* BEGIN LISTING *
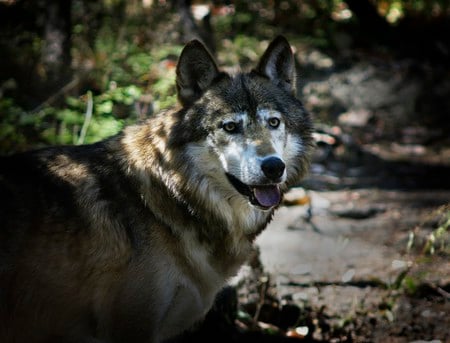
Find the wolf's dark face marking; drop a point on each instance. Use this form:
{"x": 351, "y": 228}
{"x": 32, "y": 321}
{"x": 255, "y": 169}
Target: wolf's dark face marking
{"x": 252, "y": 122}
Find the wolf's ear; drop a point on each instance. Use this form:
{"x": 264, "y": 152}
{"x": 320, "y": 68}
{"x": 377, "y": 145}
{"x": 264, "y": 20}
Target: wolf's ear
{"x": 277, "y": 63}
{"x": 196, "y": 70}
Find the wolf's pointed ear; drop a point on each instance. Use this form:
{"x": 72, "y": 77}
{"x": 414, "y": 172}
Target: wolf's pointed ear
{"x": 196, "y": 70}
{"x": 277, "y": 63}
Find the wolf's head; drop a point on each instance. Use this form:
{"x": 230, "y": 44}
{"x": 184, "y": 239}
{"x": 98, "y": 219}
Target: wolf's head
{"x": 247, "y": 133}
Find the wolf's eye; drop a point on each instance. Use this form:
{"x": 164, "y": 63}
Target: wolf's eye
{"x": 230, "y": 126}
{"x": 274, "y": 122}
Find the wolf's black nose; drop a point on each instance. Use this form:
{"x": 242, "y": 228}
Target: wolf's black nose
{"x": 273, "y": 168}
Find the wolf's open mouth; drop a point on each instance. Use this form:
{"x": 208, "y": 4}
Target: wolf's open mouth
{"x": 264, "y": 196}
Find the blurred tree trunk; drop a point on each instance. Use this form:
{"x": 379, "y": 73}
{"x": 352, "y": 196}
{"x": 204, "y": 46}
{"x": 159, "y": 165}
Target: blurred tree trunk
{"x": 369, "y": 19}
{"x": 56, "y": 56}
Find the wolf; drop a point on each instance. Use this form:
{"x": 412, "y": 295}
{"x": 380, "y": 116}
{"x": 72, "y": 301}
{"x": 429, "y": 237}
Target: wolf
{"x": 130, "y": 239}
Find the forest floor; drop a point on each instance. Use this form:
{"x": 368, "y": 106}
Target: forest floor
{"x": 353, "y": 255}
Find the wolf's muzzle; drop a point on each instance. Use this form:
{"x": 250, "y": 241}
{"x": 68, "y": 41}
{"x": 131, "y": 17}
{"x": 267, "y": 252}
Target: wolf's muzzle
{"x": 273, "y": 168}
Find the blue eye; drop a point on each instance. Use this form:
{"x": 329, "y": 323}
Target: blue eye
{"x": 274, "y": 122}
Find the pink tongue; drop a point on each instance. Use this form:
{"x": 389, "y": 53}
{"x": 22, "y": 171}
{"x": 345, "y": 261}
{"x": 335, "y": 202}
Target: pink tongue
{"x": 267, "y": 196}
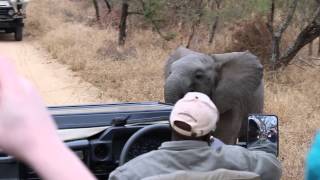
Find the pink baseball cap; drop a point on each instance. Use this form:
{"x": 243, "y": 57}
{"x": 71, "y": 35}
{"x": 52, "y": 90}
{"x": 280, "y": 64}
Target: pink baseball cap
{"x": 194, "y": 115}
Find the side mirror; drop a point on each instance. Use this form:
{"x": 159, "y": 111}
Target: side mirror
{"x": 263, "y": 133}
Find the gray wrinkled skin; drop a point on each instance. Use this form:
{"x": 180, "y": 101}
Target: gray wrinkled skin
{"x": 234, "y": 82}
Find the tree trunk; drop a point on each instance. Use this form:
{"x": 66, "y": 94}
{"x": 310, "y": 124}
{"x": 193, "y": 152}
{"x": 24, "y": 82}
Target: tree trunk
{"x": 108, "y": 5}
{"x": 214, "y": 6}
{"x": 96, "y": 7}
{"x": 213, "y": 29}
{"x": 195, "y": 23}
{"x": 310, "y": 52}
{"x": 275, "y": 50}
{"x": 191, "y": 34}
{"x": 307, "y": 35}
{"x": 319, "y": 46}
{"x": 123, "y": 23}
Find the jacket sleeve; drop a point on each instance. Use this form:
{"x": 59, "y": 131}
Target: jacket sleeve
* END LISTING *
_EXERCISE DIRECTIONS_
Copy every row above verbatim, omitting the pictures.

_RESPONSE TO THIS EXERCISE_
Find the wolf's dark face marking; drop a point on each instance. Use this form:
{"x": 351, "y": 228}
{"x": 32, "y": 321}
{"x": 255, "y": 169}
Target: wolf's dark face marking
{"x": 252, "y": 122}
Find the wolf's ear; drop a point on each instance. Use this form:
{"x": 264, "y": 152}
{"x": 320, "y": 68}
{"x": 377, "y": 145}
{"x": 264, "y": 20}
Target: wolf's ear
{"x": 277, "y": 63}
{"x": 196, "y": 70}
Find the wolf's pointed ear; drop a point on each instance. Use this form:
{"x": 72, "y": 77}
{"x": 414, "y": 172}
Target: wolf's pointed ear
{"x": 196, "y": 70}
{"x": 277, "y": 63}
Find the wolf's head; drop a point on each instance. Use this form:
{"x": 230, "y": 44}
{"x": 184, "y": 239}
{"x": 98, "y": 219}
Target: wolf's head
{"x": 247, "y": 133}
Find the wolf's eye; drop a point on each instance. Use this form:
{"x": 164, "y": 63}
Target: wolf's eye
{"x": 230, "y": 126}
{"x": 274, "y": 122}
Find the wolf's black nose; drop a point on each instance. Use this form:
{"x": 242, "y": 228}
Target: wolf's black nose
{"x": 273, "y": 168}
Find the wolf's open mouth; drop a point on each instance. Use this form:
{"x": 208, "y": 4}
Target: wolf's open mouth
{"x": 264, "y": 196}
Find the blurred tree trunk; drop a point on each instance. Use this form:
{"x": 379, "y": 73}
{"x": 352, "y": 196}
{"x": 204, "y": 46}
{"x": 159, "y": 165}
Target: blurred tree trunk
{"x": 369, "y": 19}
{"x": 56, "y": 56}
Find the wolf; drop a point on each instance. Use this form:
{"x": 412, "y": 295}
{"x": 380, "y": 116}
{"x": 72, "y": 301}
{"x": 429, "y": 237}
Target: wolf
{"x": 130, "y": 239}
Find the forest floor; drop a point on each instance. Use this form:
{"x": 368, "y": 106}
Target: forest floor
{"x": 353, "y": 255}
Find the wolf's muzzle; drop a point on each instance. Use this form:
{"x": 250, "y": 241}
{"x": 68, "y": 41}
{"x": 131, "y": 17}
{"x": 267, "y": 252}
Target: wolf's muzzle
{"x": 273, "y": 168}
Find the blue eye; drop a point on each instance. Use this form:
{"x": 329, "y": 323}
Target: blue eye
{"x": 274, "y": 122}
Find the pink tongue; drop a point on each instance. Use this form:
{"x": 389, "y": 53}
{"x": 22, "y": 171}
{"x": 345, "y": 261}
{"x": 335, "y": 202}
Target: pink tongue
{"x": 267, "y": 196}
Find the pink baseball cap; drop a point on each instance. Use this form:
{"x": 243, "y": 57}
{"x": 71, "y": 35}
{"x": 52, "y": 90}
{"x": 280, "y": 64}
Target: pink baseball cap
{"x": 194, "y": 115}
Find the side mirror; drop a point on each instance. Use this form:
{"x": 159, "y": 111}
Target: side mirror
{"x": 263, "y": 133}
Find the gray wrinkled skin; drop a point on each instance. Use this form:
{"x": 180, "y": 101}
Target: gray wrinkled skin
{"x": 234, "y": 82}
Find the tree trunk; drop a point on each instance. Use this form:
{"x": 66, "y": 94}
{"x": 310, "y": 124}
{"x": 193, "y": 152}
{"x": 24, "y": 82}
Target: tree trunk
{"x": 108, "y": 5}
{"x": 214, "y": 6}
{"x": 96, "y": 7}
{"x": 213, "y": 29}
{"x": 195, "y": 23}
{"x": 310, "y": 52}
{"x": 275, "y": 50}
{"x": 191, "y": 34}
{"x": 307, "y": 35}
{"x": 319, "y": 46}
{"x": 123, "y": 23}
Find the jacket sleeve; drop a point on each instance. Use this form:
{"x": 59, "y": 131}
Target: jacket sleeve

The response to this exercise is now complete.